Exercise task
Retype, with no changes, the part of the data that begins with the line containing "Migration corridor cam — highlight the light switch" and ends with the line containing "[333,324,358,360]", including both of those lines.

(Dataset items)
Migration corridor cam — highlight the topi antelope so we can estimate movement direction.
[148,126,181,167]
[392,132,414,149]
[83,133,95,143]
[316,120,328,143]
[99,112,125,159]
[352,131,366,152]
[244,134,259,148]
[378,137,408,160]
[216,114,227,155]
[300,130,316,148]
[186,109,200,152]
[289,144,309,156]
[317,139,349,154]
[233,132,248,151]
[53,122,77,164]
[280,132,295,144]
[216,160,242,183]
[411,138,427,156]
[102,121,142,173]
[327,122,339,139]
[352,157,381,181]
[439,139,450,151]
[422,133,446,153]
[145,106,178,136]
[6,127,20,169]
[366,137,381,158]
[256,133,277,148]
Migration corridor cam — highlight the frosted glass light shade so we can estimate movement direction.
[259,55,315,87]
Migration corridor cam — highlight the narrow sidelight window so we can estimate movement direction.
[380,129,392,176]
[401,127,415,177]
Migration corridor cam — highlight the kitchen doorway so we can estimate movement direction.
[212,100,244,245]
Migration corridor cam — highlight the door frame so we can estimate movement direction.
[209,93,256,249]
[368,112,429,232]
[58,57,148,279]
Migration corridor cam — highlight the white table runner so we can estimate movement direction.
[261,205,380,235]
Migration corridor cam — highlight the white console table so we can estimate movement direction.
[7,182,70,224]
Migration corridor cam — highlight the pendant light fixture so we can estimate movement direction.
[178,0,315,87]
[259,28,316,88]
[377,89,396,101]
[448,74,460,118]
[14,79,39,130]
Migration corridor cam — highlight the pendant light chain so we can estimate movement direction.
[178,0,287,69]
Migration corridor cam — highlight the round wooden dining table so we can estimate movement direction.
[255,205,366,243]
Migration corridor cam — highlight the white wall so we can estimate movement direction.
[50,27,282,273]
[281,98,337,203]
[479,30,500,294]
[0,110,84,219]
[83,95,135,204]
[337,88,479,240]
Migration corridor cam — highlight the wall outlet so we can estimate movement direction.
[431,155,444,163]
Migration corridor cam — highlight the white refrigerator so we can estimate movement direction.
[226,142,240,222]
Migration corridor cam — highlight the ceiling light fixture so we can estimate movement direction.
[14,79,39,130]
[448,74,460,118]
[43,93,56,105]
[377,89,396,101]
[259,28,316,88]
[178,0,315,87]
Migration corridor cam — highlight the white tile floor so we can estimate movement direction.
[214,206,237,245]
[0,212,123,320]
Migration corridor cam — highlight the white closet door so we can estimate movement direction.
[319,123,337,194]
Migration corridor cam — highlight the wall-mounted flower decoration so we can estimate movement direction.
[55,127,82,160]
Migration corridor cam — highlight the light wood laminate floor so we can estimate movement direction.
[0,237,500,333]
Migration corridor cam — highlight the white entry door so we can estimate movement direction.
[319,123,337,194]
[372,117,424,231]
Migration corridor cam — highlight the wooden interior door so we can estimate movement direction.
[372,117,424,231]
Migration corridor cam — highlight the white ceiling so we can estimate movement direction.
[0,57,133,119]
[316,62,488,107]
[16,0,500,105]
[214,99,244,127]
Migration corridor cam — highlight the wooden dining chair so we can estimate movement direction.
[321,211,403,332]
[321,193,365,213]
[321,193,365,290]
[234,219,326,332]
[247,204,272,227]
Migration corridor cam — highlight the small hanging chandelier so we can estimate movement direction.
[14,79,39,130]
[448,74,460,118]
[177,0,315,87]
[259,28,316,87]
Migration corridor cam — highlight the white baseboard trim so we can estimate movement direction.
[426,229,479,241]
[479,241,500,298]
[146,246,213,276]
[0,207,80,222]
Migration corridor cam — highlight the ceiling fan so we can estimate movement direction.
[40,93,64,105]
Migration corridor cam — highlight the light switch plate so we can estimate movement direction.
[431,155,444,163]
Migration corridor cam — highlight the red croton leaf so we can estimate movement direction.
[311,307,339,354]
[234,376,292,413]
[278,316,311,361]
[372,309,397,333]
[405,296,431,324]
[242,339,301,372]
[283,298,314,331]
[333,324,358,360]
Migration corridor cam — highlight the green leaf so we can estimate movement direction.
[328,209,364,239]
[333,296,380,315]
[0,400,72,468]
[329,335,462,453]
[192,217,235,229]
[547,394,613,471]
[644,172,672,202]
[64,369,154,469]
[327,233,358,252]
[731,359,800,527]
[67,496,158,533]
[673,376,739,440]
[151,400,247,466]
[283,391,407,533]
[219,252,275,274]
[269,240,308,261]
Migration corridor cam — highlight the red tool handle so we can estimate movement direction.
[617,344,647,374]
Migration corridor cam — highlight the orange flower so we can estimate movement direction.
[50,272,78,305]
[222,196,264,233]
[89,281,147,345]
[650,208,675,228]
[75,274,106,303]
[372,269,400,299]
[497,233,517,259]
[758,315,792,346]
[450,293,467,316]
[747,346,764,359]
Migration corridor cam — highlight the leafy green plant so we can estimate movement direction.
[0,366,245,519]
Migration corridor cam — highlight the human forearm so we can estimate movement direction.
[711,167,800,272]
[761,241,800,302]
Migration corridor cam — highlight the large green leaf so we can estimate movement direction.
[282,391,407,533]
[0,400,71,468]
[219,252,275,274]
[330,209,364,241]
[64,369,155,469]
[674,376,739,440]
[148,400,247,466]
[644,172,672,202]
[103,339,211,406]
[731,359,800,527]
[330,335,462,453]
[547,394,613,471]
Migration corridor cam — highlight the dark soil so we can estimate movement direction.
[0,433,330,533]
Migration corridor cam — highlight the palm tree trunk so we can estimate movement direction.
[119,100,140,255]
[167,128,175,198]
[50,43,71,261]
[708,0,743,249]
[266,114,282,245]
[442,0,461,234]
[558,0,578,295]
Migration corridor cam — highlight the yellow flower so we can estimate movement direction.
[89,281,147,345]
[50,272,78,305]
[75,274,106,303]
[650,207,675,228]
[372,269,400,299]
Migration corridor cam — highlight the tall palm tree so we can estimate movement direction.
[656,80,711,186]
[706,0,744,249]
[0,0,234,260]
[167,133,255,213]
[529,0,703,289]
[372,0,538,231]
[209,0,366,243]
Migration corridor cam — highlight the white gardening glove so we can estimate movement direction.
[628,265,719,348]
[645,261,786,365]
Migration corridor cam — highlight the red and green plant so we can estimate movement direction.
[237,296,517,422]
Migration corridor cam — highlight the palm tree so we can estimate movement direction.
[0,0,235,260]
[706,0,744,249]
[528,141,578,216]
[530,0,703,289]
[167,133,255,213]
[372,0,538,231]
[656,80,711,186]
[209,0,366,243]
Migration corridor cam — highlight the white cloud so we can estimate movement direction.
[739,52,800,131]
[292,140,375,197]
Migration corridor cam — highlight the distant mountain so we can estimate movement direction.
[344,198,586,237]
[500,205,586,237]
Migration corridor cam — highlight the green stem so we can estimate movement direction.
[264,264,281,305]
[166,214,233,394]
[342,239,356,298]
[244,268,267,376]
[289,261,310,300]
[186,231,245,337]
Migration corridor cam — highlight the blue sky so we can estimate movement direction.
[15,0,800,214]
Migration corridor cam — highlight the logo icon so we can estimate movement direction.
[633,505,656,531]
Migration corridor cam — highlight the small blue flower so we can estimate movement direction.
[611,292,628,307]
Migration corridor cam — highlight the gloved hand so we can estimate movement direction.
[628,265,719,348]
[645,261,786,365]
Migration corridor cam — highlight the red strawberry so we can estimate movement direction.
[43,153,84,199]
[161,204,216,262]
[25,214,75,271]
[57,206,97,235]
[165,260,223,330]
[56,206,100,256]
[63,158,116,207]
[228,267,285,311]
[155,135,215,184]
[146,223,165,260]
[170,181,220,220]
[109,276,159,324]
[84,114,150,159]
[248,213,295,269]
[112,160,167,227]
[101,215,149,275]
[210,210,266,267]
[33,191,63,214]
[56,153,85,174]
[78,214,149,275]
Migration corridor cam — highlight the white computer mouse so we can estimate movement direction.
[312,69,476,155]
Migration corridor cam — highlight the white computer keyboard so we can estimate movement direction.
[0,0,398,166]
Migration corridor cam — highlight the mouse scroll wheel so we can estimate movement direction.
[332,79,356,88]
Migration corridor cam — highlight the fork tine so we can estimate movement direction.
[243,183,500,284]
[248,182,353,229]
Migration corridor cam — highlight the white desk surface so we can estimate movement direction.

Solution to this exercise
Migration corridor cam — highlight the light switch plate so we can estimate movement direction.
[431,155,444,163]
Migration corridor cam — highlight the red croton leaf so we can estimate movement direction.
[311,307,339,354]
[234,376,292,413]
[278,316,311,361]
[372,309,397,333]
[405,296,431,324]
[242,339,301,372]
[283,298,314,331]
[333,324,358,360]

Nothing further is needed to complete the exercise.